In the column below about the “Arkansas Week” program, on what date will Gov. Mike Huckabee's special election be held?

== Source text ==
---*---

This was about as substantive as it gets on “Arkansas Week,” the weekly news review program on state public television.
You had Warwick Sabin, transplanted New Yorker and hot-shot writer for the weekly Arkansas Times who was student body president at the University of Arkansas at Fayetteville and a Marshall Scholar in Europe before doing press work for Marion Berry and raising money for the Clinton Library.
Then you had Jeff Hankins, old boy out of ASU in Jonesboro who is publisher of the weekly Arkansas Business and provides occasional reports on radio and television, and who seems to have developed actual business insight.
The subject was Gov. Mike Huckabee’s announcement that he will call a special election Dec. 13 to ask voters to approve new bonded debt for highways and higher education.
We already have bonded debt for both. This idea is to generate more debt to pay off what’s left and spend anew. It’s just like refinancing your mortgage at the updated value of your home, paying off your old loan and putting the new loan’s overage back into the house.

---*---

== Record excerpts ==
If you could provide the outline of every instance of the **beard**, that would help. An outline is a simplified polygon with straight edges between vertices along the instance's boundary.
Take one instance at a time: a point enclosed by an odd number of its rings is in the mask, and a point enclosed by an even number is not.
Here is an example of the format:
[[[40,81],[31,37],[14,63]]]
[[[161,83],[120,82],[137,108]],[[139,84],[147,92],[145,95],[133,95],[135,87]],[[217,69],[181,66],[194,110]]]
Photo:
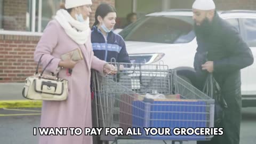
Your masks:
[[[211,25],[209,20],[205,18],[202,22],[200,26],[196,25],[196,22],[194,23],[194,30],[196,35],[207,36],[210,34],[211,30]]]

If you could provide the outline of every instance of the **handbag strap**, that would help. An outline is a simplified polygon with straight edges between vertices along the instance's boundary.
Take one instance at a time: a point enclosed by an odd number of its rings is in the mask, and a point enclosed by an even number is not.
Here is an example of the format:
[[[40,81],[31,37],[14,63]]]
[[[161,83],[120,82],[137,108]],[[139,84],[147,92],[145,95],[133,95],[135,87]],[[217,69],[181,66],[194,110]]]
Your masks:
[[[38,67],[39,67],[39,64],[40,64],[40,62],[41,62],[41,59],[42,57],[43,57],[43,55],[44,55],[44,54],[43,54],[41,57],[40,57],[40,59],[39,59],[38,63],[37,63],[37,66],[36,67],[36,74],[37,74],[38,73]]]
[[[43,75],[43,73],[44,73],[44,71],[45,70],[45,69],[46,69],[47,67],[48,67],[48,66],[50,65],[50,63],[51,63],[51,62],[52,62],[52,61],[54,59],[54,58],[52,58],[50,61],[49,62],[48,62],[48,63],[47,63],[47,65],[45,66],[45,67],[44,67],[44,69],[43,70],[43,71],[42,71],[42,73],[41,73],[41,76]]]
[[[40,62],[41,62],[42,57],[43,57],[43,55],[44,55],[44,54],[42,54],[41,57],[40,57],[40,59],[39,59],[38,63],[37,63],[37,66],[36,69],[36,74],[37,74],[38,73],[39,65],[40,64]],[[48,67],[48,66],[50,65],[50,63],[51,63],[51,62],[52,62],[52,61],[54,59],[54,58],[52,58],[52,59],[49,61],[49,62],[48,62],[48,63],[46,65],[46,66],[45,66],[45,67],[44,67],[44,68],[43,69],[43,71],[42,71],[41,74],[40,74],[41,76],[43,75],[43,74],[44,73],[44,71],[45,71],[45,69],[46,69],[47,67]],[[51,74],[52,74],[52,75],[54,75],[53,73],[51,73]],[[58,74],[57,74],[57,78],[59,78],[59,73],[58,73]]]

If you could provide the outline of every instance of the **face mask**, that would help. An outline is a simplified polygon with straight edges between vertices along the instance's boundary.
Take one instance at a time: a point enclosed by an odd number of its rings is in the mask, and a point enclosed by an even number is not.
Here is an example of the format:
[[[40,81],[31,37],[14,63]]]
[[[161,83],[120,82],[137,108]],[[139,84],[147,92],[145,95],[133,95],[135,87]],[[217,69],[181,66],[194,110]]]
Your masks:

---*---

== Your solution ==
Dec. 13